WHAT YOU WILL DO — Pull each line with the string "before" from the entries.

Dataset entries
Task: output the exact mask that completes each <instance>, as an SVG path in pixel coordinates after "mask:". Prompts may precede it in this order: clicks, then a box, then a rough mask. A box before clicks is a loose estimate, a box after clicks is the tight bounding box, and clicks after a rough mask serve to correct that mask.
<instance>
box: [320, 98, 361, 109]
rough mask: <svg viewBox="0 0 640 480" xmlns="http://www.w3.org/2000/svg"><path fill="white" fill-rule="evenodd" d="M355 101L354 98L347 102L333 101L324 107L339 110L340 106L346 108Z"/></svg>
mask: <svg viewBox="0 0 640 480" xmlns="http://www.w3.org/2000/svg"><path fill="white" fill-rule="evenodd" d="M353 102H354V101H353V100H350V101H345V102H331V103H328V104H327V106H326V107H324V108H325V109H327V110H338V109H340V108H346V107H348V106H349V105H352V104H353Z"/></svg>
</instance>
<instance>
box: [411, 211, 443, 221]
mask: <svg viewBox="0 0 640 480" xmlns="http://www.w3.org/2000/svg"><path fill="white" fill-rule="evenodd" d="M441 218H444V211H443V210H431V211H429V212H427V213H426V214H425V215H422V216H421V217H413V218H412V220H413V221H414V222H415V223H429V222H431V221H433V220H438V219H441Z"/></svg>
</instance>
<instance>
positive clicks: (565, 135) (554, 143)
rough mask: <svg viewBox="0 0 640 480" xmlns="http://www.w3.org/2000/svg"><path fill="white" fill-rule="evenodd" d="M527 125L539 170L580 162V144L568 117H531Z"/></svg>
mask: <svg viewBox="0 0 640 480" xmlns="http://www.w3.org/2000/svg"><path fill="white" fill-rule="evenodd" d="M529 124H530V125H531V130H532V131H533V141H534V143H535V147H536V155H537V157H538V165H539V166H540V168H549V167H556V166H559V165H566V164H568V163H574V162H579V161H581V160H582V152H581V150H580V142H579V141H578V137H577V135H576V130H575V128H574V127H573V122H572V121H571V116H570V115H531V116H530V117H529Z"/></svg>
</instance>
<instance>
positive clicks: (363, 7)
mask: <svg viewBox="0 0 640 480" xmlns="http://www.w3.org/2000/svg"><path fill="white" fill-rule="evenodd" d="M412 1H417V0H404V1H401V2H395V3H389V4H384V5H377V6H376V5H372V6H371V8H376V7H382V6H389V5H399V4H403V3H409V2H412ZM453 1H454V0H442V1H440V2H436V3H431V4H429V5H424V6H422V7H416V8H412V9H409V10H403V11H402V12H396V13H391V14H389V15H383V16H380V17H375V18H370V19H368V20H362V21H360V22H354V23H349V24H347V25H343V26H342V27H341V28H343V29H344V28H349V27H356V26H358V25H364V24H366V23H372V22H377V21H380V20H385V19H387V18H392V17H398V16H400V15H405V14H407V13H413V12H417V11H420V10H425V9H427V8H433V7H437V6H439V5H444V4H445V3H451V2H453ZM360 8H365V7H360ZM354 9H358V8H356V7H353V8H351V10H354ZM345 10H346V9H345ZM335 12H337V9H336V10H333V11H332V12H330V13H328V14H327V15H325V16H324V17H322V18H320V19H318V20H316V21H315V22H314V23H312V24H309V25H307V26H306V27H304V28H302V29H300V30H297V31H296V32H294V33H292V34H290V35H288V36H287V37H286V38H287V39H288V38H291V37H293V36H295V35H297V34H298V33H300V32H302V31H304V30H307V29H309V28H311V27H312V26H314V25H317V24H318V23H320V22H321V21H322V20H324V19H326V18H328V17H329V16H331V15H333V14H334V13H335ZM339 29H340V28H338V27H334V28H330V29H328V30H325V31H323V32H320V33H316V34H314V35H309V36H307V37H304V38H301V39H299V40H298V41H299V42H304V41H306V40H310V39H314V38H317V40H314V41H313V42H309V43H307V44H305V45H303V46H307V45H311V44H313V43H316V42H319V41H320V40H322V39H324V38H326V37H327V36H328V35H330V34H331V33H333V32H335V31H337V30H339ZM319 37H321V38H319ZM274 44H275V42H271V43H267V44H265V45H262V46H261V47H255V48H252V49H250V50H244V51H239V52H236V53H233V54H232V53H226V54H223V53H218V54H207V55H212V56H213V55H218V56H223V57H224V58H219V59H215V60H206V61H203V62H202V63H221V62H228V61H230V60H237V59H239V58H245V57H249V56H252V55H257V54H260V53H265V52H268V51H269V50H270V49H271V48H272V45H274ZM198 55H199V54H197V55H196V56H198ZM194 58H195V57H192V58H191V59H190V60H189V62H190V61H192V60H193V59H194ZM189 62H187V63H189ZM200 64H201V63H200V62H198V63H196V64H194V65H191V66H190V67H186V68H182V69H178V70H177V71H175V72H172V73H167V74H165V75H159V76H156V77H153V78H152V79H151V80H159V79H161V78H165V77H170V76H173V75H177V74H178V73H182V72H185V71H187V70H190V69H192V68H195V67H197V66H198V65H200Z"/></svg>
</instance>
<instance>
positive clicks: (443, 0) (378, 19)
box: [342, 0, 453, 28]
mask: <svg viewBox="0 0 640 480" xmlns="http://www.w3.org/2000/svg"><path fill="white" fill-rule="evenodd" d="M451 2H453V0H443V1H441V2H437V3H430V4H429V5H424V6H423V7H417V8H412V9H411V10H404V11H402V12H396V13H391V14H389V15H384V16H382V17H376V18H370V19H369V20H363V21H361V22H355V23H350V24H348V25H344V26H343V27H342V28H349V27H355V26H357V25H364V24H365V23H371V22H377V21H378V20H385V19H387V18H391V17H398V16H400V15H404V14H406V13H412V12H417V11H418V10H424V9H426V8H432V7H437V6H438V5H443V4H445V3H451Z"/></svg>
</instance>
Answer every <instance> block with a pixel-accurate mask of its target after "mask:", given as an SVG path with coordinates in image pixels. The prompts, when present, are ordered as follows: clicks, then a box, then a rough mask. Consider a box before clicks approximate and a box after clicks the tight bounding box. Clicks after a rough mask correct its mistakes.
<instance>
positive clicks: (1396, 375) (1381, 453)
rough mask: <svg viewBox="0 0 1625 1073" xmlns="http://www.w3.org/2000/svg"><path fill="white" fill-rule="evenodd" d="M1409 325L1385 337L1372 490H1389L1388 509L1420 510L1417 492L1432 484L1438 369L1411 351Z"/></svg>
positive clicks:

WRITTEN REPLY —
Task: output the exact mask that completes each <instance>, as an SVG path in pixel coordinates after "mask:". Prompts may precede it in this order: clicks, then a box, then a rough mask. A box before clicks is a loose estimate, a box after clicks is the tight bounding box, and clicks after a rough mask serve to correct that mask.
Answer every <instance> block with a pixel-accurate mask of its target after "mask:", given as an SVG path with coordinates in image pixels. The prompts, when present, are ordered as follows: clicks, then a box, then a rough mask. Consider a box before clicks approximate and a box after clicks the tight bounding box. Clicks after a rough mask correct its mistakes.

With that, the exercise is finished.